● Passage provided:
──────────
ZIMBABWE REVENUE AUTHORITY

versus

WASHINGTON MAVUNGA

ZIMBABWE REVENUE AUTHORITY

versus

WASHINGTON MAVUNGA

and

SHERIFF FOR ZIMBABWE

WASHINGTON MAVUNGA

versus

FAITH MAZANI

and

THABANI SIBANDA

and

THE ZIMBABWE REVENUE AUTHORITY

HIGH COURT OF ZIMBABWE

TAGU J

HARARE, 4 December 2018 & 12 December 2018

Consolidated Opposed Matters

S Bhebhe, for applicant in HC 7239/18 and HC 7246/18

Respondent in person

Applicant in person, in HC 9055/18

S Bhebhe, for respondents

TAGU J: By order dated 7 November 2018 the Honourable Justice Foroma directed that these three matters be consolidated and be heard by this court or any other judge without delay. Matter HC 7239/18 is a court application for rescission of default judgment granted by PHIRI J in motion court in HC 6220/18 in favour of Mr Washington Mavunga and against Zimbabwe Revenue Authority. Matter HC 7246/18 is a court application for confirmation of an urgent Chamber application granted by MUREMBA J in favour of Zimbabwe Revenue Authority against Mr Washington Mavunga. Lastly matter HC 9055/18 is a court application for contempt of court against one Faith Mazani, Thabani Sibanda (both employees of Zimbabwe Revenue Authority) and the employer Zimbabwe Revenue Authority (ZIMRA) filed by Mr Washington Mavunga.
──────────
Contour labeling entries
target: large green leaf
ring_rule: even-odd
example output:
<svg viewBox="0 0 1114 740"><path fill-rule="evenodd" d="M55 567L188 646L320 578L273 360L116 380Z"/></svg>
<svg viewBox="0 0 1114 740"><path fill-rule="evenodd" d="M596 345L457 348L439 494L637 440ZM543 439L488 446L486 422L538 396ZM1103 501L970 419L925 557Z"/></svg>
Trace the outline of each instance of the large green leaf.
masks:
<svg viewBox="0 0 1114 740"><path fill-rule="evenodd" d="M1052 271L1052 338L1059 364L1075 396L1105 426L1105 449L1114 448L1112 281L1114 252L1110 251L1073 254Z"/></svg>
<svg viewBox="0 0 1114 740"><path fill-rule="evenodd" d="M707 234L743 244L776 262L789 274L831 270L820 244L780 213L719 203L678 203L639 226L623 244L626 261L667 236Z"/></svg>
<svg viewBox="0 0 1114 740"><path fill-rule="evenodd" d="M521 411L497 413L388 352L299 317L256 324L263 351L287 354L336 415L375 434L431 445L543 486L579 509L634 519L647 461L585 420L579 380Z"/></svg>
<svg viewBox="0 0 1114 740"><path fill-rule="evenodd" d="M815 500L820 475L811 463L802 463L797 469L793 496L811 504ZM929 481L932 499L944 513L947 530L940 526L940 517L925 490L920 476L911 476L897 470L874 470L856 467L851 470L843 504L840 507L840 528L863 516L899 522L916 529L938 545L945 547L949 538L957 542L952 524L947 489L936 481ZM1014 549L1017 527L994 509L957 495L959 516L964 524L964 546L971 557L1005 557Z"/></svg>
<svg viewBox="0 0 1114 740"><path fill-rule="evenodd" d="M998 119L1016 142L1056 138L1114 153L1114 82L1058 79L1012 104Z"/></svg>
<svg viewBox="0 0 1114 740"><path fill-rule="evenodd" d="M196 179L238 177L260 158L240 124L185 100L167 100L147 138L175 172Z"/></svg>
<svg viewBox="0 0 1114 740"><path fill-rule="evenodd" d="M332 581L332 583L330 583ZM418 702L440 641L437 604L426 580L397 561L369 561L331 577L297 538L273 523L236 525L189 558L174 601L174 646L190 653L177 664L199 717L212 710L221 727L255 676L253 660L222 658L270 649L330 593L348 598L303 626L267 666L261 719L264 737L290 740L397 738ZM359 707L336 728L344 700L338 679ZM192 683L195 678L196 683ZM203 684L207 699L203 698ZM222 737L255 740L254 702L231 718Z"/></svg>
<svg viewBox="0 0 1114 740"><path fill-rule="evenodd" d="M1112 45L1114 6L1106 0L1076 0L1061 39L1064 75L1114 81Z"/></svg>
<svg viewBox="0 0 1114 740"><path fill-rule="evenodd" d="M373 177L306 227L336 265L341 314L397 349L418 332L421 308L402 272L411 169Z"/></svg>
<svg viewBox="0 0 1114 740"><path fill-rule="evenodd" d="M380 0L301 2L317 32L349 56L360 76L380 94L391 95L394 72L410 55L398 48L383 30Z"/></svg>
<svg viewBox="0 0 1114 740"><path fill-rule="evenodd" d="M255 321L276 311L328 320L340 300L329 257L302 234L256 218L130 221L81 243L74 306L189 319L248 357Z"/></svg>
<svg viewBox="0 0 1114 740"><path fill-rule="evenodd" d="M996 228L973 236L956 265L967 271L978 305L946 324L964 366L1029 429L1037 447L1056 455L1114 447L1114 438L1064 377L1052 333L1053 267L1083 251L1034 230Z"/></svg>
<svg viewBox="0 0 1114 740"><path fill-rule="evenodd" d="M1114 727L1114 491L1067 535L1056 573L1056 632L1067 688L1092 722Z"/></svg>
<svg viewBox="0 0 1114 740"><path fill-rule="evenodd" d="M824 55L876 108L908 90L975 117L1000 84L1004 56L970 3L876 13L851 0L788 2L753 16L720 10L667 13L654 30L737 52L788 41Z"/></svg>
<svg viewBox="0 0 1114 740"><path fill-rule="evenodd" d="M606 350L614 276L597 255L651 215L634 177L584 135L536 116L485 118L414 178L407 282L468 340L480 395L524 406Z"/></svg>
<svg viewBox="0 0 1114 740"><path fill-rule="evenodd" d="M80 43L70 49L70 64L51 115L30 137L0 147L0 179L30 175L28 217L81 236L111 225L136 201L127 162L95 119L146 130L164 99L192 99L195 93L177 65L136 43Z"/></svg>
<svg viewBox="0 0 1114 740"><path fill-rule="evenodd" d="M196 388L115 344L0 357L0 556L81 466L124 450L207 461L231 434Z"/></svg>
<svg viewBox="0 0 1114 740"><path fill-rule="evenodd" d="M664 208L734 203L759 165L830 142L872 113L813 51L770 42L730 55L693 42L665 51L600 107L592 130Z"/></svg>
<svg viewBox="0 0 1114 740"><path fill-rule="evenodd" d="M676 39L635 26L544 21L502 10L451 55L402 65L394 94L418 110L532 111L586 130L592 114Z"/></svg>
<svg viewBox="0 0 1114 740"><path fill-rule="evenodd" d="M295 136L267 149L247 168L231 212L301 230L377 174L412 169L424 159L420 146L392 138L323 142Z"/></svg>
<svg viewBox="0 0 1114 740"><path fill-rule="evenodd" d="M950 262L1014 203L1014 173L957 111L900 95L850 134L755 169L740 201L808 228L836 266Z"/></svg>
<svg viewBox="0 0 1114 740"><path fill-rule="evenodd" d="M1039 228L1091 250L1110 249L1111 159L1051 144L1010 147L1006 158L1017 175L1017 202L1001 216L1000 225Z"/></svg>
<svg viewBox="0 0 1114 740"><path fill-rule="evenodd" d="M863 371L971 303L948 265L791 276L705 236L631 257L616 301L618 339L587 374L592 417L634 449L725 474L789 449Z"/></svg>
──────────
● Instructions:
A – Based on the court judgment, say for each statement whether it agrees with the text, answering yes or no and quoting the deciding words: (i) Matter HC 7239/18 seeks rescission of a default judgment granted by PHIRI J. (ii) The urgent Chamber application in HC 7246/18 was granted in favor of Mr Washington Mavunga. (iii) The order consolidating the three matters was dated 12 December 2018.
B – Please copy the entries from their first line up to and including the line that contains "567L188 646L320 578L273".

● Responses for each task:
A –
(i) Yes: "Matter HC 7239/18 is a court application for rescission of default judgment granted by PHIRI J in motion court in HC 6220/18"
(ii) No: "granted by MUREMBA J in favour of Zimbabwe Revenue Authority against Mr Washington Mavunga"
(iii) No: "By order dated 7 November 2018"

B –
target: large green leaf
ring_rule: even-odd
example output:
<svg viewBox="0 0 1114 740"><path fill-rule="evenodd" d="M55 567L188 646L320 578L273 360L116 380Z"/></svg>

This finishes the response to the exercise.